* The task:
Rewrite the lines starting at the one that contains "Q: Pinpoint the hot" and ending at the one that contains "11, 163, 132]]". Replace "Pinpoint" with "Locate" and leave everything else unchanged.

* Records for the exercise:
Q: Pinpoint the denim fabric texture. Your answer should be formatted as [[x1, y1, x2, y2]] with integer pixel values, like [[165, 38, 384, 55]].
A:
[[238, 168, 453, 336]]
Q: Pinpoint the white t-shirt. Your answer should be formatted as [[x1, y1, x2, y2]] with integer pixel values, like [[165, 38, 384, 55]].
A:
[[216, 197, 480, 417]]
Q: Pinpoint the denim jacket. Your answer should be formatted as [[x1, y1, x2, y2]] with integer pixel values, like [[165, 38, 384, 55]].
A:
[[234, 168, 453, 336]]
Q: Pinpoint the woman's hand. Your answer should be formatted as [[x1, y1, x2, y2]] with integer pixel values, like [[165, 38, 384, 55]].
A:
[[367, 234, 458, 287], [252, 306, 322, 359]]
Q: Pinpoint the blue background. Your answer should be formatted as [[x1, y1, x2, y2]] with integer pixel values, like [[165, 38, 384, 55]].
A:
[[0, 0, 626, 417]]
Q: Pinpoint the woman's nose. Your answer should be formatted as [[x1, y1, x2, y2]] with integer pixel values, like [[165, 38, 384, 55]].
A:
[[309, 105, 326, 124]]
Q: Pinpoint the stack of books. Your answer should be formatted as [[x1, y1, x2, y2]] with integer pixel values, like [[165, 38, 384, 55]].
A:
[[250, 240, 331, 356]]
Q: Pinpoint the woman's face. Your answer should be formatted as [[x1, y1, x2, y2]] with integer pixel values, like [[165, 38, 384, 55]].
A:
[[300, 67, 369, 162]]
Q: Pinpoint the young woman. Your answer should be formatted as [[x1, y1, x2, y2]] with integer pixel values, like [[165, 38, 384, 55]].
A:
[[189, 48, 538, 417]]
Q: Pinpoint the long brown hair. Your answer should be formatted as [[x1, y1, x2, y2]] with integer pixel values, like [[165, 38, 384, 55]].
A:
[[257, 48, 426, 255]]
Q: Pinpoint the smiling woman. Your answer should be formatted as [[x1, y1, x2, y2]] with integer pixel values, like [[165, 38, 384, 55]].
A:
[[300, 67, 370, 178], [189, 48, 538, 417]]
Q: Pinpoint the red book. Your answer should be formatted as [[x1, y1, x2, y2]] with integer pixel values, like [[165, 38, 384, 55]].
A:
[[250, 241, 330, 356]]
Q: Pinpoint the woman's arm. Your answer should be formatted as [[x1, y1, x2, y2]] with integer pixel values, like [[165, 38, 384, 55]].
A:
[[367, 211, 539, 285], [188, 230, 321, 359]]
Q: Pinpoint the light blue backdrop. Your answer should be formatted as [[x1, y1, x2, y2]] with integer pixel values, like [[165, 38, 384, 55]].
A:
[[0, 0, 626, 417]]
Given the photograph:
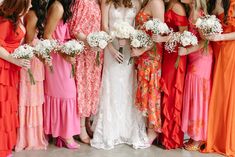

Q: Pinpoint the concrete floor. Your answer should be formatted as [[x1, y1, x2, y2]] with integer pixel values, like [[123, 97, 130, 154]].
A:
[[14, 144, 222, 157]]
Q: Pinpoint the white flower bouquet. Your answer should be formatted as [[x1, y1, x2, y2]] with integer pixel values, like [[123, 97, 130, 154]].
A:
[[144, 18, 171, 35], [11, 44, 35, 84], [87, 31, 112, 65], [195, 15, 223, 52], [34, 39, 58, 72], [58, 40, 85, 77]]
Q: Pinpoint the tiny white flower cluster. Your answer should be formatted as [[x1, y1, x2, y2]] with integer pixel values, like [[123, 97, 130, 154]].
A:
[[59, 40, 84, 57], [195, 15, 223, 35], [144, 19, 171, 35], [87, 31, 112, 49], [111, 21, 135, 39], [11, 44, 34, 60], [179, 31, 198, 47], [165, 31, 198, 53], [164, 32, 180, 53], [35, 39, 58, 66], [130, 30, 153, 48]]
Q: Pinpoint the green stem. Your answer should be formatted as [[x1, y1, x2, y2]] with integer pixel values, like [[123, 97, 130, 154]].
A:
[[96, 51, 100, 66]]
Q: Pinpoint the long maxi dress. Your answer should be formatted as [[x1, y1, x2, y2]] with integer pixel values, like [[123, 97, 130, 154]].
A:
[[206, 0, 235, 157], [69, 0, 103, 117], [43, 20, 80, 139], [0, 17, 25, 157], [161, 8, 188, 149]]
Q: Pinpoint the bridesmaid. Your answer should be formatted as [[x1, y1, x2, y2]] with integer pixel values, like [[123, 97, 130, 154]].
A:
[[15, 0, 48, 151], [44, 0, 80, 149], [179, 0, 213, 151], [153, 0, 188, 149], [67, 0, 103, 144], [206, 0, 235, 157], [132, 0, 165, 144], [0, 0, 31, 157]]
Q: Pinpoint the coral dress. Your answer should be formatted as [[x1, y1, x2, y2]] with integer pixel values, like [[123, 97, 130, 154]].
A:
[[15, 38, 48, 151], [182, 13, 213, 141], [0, 17, 24, 157], [69, 0, 103, 117], [43, 20, 80, 139], [206, 0, 235, 157], [135, 10, 163, 132], [161, 9, 188, 149]]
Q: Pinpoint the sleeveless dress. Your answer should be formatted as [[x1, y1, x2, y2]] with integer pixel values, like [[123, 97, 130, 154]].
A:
[[91, 4, 149, 149], [182, 12, 213, 141], [43, 20, 80, 139], [135, 10, 163, 133], [69, 0, 103, 117], [206, 0, 235, 157], [15, 37, 48, 151], [0, 17, 25, 157], [161, 9, 188, 149]]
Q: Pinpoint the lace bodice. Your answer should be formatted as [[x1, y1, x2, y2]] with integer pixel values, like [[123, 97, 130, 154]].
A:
[[109, 0, 138, 31]]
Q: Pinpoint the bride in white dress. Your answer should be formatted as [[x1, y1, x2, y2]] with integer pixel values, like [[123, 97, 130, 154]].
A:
[[91, 0, 150, 149]]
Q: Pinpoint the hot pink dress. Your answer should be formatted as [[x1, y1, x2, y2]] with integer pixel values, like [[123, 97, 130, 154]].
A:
[[15, 39, 48, 151], [43, 21, 80, 138], [182, 14, 213, 141], [67, 0, 103, 117]]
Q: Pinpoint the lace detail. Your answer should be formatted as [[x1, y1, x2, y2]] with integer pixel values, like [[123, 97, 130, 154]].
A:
[[91, 0, 150, 149]]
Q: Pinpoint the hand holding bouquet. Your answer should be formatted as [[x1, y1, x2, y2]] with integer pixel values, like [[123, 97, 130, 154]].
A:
[[87, 31, 112, 65], [58, 40, 84, 77], [35, 39, 58, 71], [11, 44, 35, 85], [195, 15, 223, 52]]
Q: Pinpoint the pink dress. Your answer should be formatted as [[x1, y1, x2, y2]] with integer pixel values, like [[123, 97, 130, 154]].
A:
[[70, 0, 103, 117], [44, 21, 80, 138], [182, 15, 213, 141], [15, 40, 48, 151]]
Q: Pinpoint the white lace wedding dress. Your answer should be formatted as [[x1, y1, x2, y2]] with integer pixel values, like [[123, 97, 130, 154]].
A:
[[91, 1, 150, 149]]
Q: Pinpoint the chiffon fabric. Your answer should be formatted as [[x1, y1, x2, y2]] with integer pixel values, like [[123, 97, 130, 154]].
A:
[[0, 17, 25, 157], [43, 20, 80, 139], [161, 8, 188, 149], [206, 0, 235, 157]]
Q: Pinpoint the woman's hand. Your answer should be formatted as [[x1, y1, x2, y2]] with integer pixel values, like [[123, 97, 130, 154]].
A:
[[152, 34, 170, 43], [108, 43, 124, 63], [131, 48, 144, 57], [64, 56, 76, 64], [205, 34, 224, 41], [13, 58, 31, 69], [118, 39, 127, 47], [178, 47, 188, 56]]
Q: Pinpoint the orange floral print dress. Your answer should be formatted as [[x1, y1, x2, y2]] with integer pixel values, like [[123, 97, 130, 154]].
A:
[[135, 10, 163, 132]]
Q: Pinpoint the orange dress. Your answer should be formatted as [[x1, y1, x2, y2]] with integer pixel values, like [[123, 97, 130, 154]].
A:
[[206, 0, 235, 157], [0, 17, 24, 157], [135, 11, 163, 132]]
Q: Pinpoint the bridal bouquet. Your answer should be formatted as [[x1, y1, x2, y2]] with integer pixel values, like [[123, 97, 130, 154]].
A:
[[195, 15, 223, 52], [87, 31, 112, 65], [144, 19, 171, 35], [129, 30, 153, 63], [58, 40, 84, 77], [164, 31, 198, 68], [11, 44, 35, 84], [111, 21, 135, 61], [35, 39, 58, 71]]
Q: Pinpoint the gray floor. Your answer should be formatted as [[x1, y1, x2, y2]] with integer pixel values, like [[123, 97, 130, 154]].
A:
[[14, 144, 222, 157]]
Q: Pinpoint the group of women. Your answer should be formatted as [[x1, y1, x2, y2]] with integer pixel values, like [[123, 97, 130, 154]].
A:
[[0, 0, 235, 157]]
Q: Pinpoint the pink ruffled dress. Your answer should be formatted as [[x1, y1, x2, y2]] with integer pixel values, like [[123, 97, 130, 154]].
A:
[[43, 21, 80, 138]]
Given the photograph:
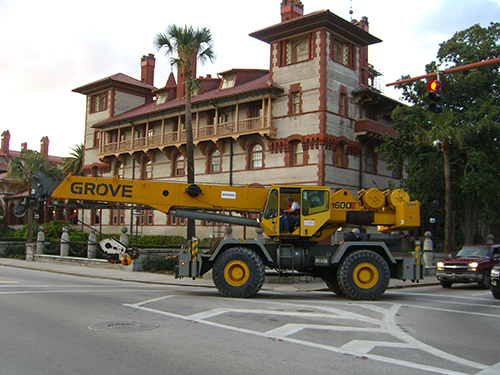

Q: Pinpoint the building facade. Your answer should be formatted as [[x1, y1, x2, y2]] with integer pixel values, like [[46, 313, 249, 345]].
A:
[[73, 0, 401, 237], [0, 130, 63, 227]]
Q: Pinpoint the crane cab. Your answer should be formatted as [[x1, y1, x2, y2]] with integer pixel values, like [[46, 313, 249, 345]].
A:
[[261, 185, 332, 240]]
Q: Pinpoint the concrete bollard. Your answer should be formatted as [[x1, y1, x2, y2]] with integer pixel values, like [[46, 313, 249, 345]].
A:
[[87, 228, 99, 259], [60, 227, 69, 257], [424, 231, 434, 268], [26, 242, 36, 261], [120, 227, 129, 247], [36, 226, 45, 254], [486, 234, 495, 245], [415, 241, 423, 280]]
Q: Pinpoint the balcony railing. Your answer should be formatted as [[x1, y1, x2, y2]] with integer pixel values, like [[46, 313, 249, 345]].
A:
[[99, 117, 276, 156]]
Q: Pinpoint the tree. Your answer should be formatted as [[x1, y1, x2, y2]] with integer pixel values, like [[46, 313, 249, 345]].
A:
[[381, 23, 500, 252], [60, 144, 83, 176], [7, 150, 59, 189], [154, 25, 215, 239]]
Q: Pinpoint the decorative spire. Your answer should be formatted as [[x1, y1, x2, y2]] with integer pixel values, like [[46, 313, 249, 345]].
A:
[[281, 0, 304, 22]]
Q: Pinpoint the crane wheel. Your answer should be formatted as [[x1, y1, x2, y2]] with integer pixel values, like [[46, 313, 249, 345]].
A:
[[120, 254, 132, 266], [337, 250, 391, 301], [212, 247, 265, 298]]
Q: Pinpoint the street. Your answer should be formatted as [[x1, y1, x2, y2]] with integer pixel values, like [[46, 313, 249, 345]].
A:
[[0, 266, 500, 375]]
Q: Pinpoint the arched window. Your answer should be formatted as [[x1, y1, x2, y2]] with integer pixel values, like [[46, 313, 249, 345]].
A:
[[292, 142, 304, 165], [210, 149, 221, 173], [174, 154, 185, 176], [365, 147, 377, 173], [286, 35, 309, 64], [250, 143, 263, 169], [141, 158, 153, 180], [334, 142, 349, 168]]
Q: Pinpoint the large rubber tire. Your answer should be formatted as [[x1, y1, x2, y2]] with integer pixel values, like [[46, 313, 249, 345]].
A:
[[322, 271, 344, 296], [491, 286, 500, 299], [439, 280, 453, 289], [478, 270, 491, 289], [337, 250, 391, 301], [212, 247, 266, 298]]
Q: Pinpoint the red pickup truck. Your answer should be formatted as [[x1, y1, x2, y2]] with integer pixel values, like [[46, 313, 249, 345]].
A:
[[436, 244, 500, 289]]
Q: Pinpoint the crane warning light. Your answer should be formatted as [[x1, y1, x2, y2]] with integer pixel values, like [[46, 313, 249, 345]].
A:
[[427, 81, 441, 91], [427, 80, 443, 115]]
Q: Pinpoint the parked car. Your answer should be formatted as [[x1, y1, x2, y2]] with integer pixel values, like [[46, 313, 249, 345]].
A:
[[436, 245, 500, 289], [490, 264, 500, 299]]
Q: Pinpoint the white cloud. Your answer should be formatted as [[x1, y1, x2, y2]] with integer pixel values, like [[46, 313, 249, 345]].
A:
[[0, 0, 500, 156]]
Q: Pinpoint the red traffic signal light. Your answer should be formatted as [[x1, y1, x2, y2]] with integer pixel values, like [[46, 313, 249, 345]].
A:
[[427, 80, 443, 114], [427, 81, 441, 92]]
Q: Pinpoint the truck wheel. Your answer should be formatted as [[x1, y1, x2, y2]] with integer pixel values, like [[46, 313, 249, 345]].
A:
[[212, 247, 266, 298], [439, 280, 453, 289], [478, 270, 491, 289], [491, 288, 500, 299], [337, 250, 391, 300], [322, 275, 344, 296]]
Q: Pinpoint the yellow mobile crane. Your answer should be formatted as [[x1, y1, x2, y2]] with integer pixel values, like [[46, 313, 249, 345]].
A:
[[21, 173, 423, 300]]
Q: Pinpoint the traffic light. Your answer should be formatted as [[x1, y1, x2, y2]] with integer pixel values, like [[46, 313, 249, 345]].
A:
[[427, 80, 443, 114]]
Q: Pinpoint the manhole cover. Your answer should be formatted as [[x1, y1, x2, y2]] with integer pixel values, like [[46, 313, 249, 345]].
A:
[[87, 322, 159, 332]]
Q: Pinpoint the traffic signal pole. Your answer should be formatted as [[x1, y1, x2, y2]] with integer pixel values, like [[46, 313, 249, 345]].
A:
[[385, 57, 500, 87]]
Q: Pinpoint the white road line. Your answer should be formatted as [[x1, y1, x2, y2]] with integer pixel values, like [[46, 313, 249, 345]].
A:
[[476, 362, 500, 375], [130, 295, 174, 306], [404, 304, 500, 319], [123, 304, 470, 375], [339, 340, 415, 354], [0, 289, 168, 295], [266, 323, 387, 339]]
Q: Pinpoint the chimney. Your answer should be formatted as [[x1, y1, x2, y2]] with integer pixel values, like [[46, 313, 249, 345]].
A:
[[1, 130, 10, 154], [141, 53, 156, 86], [40, 136, 49, 158], [356, 17, 369, 32], [355, 17, 374, 86], [281, 0, 304, 22]]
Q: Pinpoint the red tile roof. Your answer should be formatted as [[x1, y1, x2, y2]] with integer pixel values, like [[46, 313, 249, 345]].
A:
[[93, 73, 283, 128]]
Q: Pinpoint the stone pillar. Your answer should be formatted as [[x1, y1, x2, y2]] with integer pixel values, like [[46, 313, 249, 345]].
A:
[[120, 227, 129, 248], [424, 231, 434, 268], [87, 228, 99, 259], [60, 227, 69, 257], [36, 226, 45, 254]]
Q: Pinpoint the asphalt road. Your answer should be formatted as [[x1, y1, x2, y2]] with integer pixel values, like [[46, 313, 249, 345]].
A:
[[0, 266, 500, 375]]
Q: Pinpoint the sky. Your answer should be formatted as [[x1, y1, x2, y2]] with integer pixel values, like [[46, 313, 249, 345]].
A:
[[0, 0, 500, 157]]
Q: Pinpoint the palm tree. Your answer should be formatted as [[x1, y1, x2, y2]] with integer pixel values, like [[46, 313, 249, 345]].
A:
[[60, 144, 83, 175], [154, 25, 215, 239], [419, 108, 466, 254], [7, 150, 59, 189]]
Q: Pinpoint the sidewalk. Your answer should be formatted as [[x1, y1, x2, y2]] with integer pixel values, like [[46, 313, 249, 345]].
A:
[[0, 258, 439, 291]]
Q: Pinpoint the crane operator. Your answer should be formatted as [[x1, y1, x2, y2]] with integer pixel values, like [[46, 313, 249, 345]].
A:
[[280, 196, 300, 233]]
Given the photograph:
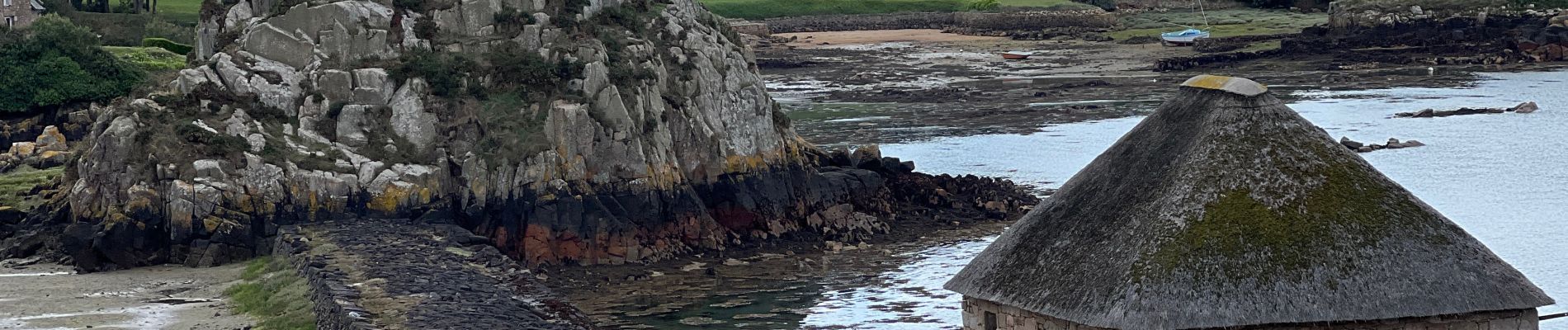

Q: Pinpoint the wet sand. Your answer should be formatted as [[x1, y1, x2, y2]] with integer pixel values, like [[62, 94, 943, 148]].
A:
[[773, 28, 1007, 49], [0, 264, 254, 330], [756, 30, 1543, 147], [545, 220, 1010, 328]]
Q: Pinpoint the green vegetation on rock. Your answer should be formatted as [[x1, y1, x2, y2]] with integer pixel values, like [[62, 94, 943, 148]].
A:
[[0, 166, 66, 211], [158, 0, 202, 26], [1334, 0, 1568, 12], [0, 14, 146, 112], [475, 92, 550, 164], [702, 0, 1085, 19], [103, 45, 185, 72], [141, 37, 195, 54], [223, 257, 315, 330]]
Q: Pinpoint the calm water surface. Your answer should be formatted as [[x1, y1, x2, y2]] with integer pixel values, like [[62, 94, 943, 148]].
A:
[[801, 72, 1568, 330]]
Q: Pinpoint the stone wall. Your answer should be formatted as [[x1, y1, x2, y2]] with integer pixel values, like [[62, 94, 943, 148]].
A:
[[953, 9, 1117, 30], [963, 297, 1540, 330], [1117, 0, 1242, 9], [763, 9, 1117, 33], [273, 227, 376, 330]]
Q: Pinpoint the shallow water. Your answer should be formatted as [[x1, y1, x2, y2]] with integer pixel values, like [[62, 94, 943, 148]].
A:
[[840, 72, 1568, 328]]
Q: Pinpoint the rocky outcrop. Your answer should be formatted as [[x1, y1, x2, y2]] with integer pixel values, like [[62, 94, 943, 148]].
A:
[[15, 0, 1030, 271], [762, 9, 1117, 35], [1281, 2, 1568, 64], [1394, 101, 1542, 117], [0, 125, 71, 173], [1339, 138, 1427, 152]]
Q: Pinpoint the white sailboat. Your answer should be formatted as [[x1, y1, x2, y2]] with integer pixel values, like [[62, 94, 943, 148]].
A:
[[1160, 0, 1209, 45]]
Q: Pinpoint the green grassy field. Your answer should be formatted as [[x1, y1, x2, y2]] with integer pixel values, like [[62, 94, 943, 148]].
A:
[[103, 45, 185, 72], [702, 0, 1085, 19], [224, 257, 315, 330], [158, 0, 202, 26]]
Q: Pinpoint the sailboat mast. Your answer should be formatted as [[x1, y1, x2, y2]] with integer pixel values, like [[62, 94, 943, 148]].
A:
[[1198, 0, 1209, 28]]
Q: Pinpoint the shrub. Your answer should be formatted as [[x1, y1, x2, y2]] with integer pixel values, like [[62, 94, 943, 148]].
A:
[[141, 37, 196, 54], [0, 14, 146, 112], [484, 44, 561, 87], [392, 0, 425, 12], [414, 17, 441, 40], [174, 122, 251, 157], [965, 0, 1002, 11], [389, 50, 475, 97], [494, 7, 535, 35]]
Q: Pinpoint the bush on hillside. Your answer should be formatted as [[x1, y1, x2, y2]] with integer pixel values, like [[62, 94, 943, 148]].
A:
[[143, 19, 196, 44], [0, 14, 146, 112], [965, 0, 1002, 11], [389, 50, 477, 97], [1073, 0, 1117, 11], [141, 37, 196, 54]]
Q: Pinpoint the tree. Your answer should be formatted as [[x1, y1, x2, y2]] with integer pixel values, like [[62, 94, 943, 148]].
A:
[[0, 14, 146, 112]]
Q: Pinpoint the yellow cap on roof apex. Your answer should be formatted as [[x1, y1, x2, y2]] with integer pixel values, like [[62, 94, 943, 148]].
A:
[[1181, 75, 1268, 97]]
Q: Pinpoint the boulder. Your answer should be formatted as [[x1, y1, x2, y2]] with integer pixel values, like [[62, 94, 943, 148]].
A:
[[850, 145, 883, 171], [338, 105, 373, 147], [33, 125, 71, 152], [1339, 136, 1364, 150], [7, 143, 38, 158], [1509, 101, 1542, 114], [315, 68, 354, 103]]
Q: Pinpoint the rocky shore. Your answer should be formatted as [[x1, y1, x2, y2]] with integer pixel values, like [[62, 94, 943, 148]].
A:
[[0, 0, 1032, 272], [1339, 138, 1427, 152], [1394, 101, 1542, 117], [277, 219, 596, 330]]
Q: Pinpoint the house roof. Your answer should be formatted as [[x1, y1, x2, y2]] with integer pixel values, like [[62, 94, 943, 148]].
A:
[[946, 77, 1552, 328]]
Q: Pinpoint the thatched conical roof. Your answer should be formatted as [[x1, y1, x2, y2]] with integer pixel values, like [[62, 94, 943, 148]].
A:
[[946, 75, 1552, 328]]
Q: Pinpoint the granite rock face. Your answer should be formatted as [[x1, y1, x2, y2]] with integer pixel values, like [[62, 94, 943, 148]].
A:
[[18, 0, 1032, 271]]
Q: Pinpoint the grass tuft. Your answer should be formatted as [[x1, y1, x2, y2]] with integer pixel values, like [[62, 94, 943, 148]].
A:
[[223, 257, 315, 330], [0, 166, 66, 211]]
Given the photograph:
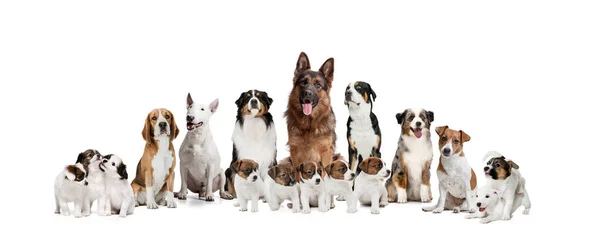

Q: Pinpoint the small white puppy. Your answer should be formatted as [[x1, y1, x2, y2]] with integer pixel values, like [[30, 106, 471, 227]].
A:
[[296, 161, 329, 214], [354, 157, 391, 214], [54, 163, 88, 218], [483, 151, 531, 220], [466, 186, 531, 224], [230, 159, 265, 212], [265, 160, 300, 213], [325, 158, 358, 213], [100, 154, 135, 218]]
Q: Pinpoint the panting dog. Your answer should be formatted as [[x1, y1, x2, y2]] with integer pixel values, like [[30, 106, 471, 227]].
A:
[[225, 90, 277, 197], [284, 52, 336, 170], [131, 108, 179, 209]]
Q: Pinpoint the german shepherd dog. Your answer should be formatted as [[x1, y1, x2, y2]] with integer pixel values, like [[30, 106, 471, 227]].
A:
[[284, 52, 336, 170]]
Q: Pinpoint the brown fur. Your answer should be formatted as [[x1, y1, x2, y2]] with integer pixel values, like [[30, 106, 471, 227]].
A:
[[285, 52, 336, 167], [131, 108, 179, 200]]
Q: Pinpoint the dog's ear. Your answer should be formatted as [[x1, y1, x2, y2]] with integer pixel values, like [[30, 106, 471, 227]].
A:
[[117, 163, 128, 180], [396, 110, 408, 125], [458, 130, 471, 143], [208, 98, 219, 113], [267, 166, 279, 180], [319, 58, 333, 83], [294, 52, 310, 76], [435, 125, 448, 136], [187, 92, 194, 108]]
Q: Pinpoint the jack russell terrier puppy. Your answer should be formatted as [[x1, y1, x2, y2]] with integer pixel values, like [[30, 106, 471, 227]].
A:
[[354, 157, 390, 214], [265, 157, 300, 213], [54, 163, 88, 218], [324, 154, 357, 213], [423, 126, 477, 213], [296, 161, 329, 214], [99, 154, 135, 218], [175, 93, 233, 202], [483, 151, 531, 220], [231, 159, 265, 212], [465, 186, 531, 224], [131, 108, 179, 209]]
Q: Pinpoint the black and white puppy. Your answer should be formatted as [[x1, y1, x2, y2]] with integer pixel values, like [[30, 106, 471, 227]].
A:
[[344, 81, 381, 175], [98, 154, 135, 218], [225, 90, 277, 197]]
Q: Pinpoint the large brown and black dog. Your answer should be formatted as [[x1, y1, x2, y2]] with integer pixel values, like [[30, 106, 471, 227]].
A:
[[285, 52, 336, 167]]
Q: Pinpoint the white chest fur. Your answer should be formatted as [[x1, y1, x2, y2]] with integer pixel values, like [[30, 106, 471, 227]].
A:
[[152, 137, 173, 193]]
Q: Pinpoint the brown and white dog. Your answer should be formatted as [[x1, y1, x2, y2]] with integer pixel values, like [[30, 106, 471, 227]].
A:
[[131, 108, 179, 209], [423, 126, 477, 213], [285, 52, 336, 170], [386, 108, 433, 203]]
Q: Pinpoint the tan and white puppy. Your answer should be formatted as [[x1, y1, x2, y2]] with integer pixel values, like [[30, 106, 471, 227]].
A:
[[354, 157, 391, 214], [483, 151, 531, 220], [296, 161, 329, 214], [465, 186, 531, 224], [324, 155, 358, 213], [265, 157, 300, 213], [230, 159, 265, 212], [54, 163, 88, 218], [131, 108, 179, 209], [98, 154, 135, 218], [423, 126, 477, 213]]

* Result:
Q: Locate the hot pink dress. Your answer should be formatted as [[x1, y1, x2, y2]] with integer pixel values, like [[123, 97, 130, 154]].
A:
[[15, 39, 48, 151], [43, 21, 80, 138], [182, 14, 213, 141], [67, 0, 103, 117]]
Q: Locate the lace detail. Your answer should be formatted as [[x1, y1, x2, y2]] with integer pixel values, like [[123, 97, 130, 154]].
A:
[[91, 0, 150, 149]]
Q: Locate the hand holding bouquet. Your answer should be formatted as [[x1, y1, x2, y2]] with integer pixel values, like [[123, 97, 130, 154]].
A:
[[87, 31, 112, 65], [58, 40, 84, 77], [35, 39, 58, 71], [11, 44, 35, 85], [195, 15, 223, 52]]
Q: Locate the pink dress. Your answer should be formatted as [[x1, y1, x2, y2]] with integer pixel values, like [[123, 97, 130, 154]].
A:
[[70, 0, 103, 117], [44, 21, 80, 138], [182, 15, 213, 141], [15, 40, 48, 151]]
Q: Locate the white lace wedding dress. Your answer should be formatted as [[x1, y1, x2, y2]] with integer pixel values, like [[123, 97, 130, 154]].
A:
[[91, 1, 150, 149]]
Q: Locate the chiffon fabric. Your answer should be formatted as [[x1, y1, x2, y2]] with integer pixel values, like [[123, 97, 130, 154]].
A:
[[0, 17, 25, 157], [43, 20, 80, 139], [161, 8, 188, 149], [206, 0, 235, 157]]
Q: Locate the woman's hand. Your answer should be formatted as [[x1, y1, x2, y2]] with integer pixel values, like [[123, 97, 130, 154]].
A:
[[152, 34, 170, 43], [108, 43, 124, 63], [131, 48, 144, 57], [64, 56, 76, 64], [205, 34, 224, 41], [13, 58, 31, 69], [118, 39, 127, 47], [178, 47, 188, 56]]
Q: Locate the orange floral print dress. Your answer should be formatted as [[x1, y1, x2, y2]] with integer pixel values, like [[123, 97, 130, 154]].
A:
[[135, 10, 163, 132]]
Q: Locate the orange dress. Your answer should be formatted as [[x1, y1, x2, y2]] with integer pixel values, like [[123, 97, 130, 154]].
A:
[[206, 0, 235, 157], [0, 17, 24, 157], [135, 11, 163, 132]]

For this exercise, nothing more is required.